### Job 1
According to the figures chapter, where could the probability distribution for a region and year be shown?
### Job 2
Reproduce word for word everything in the figures chapter from "5.1 Gradient density" down to "average indicator value.".
### Job 3
Condense the paragraph of the figures chapter that begins "The maps presented on the webpage" into a short bulleted list, keeping its main facts.

-- Start Page text --

5 Other figures

This final chapter presents a range of other figures and charts that may help with improving the display of key information on the website.

5.1 Gradient density plots for interactive maps

The maps presented on the webpage do not include any representation of uncertainty. One way of including that information without having to add additional (layers to the) maps would be to build on the interactive functions included so far and present a probability distribution for the given region and year. This could be displayed in the same box that currently appears when hovering over an area and displays area name and average indicator value.

To make these density plots, we use the previously simulated bootstrap samples, using Jerv as an example:


i <- "Jerv"

-- End Page text --
-- Start Information provided --

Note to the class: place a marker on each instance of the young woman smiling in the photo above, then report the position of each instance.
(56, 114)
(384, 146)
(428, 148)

-- End Information provided --

### Task output 1
In the same box that currently appears when hovering over an area, which displays the area name and average indicator value.

### Task output 2
5.1 Gradient density plots for interactive maps

The maps presented on the webpage do not include any representation of uncertainty. One way of including that information without having to add additional (layers to the) maps would be to build on the interactive functions included so far and present a probability distribution for the given region and year. This could be displayed in the same box that currently appears when hovering over an area and displays area name and average indicator value.

### Task output 3
- The maps on the webpage show no representation of uncertainty.
- This could be added without extra map layers by extending the existing interactive functions to present a probability distribution for the given region and year.
- The distribution could appear in the box that currently shows the area name and average indicator value on hover.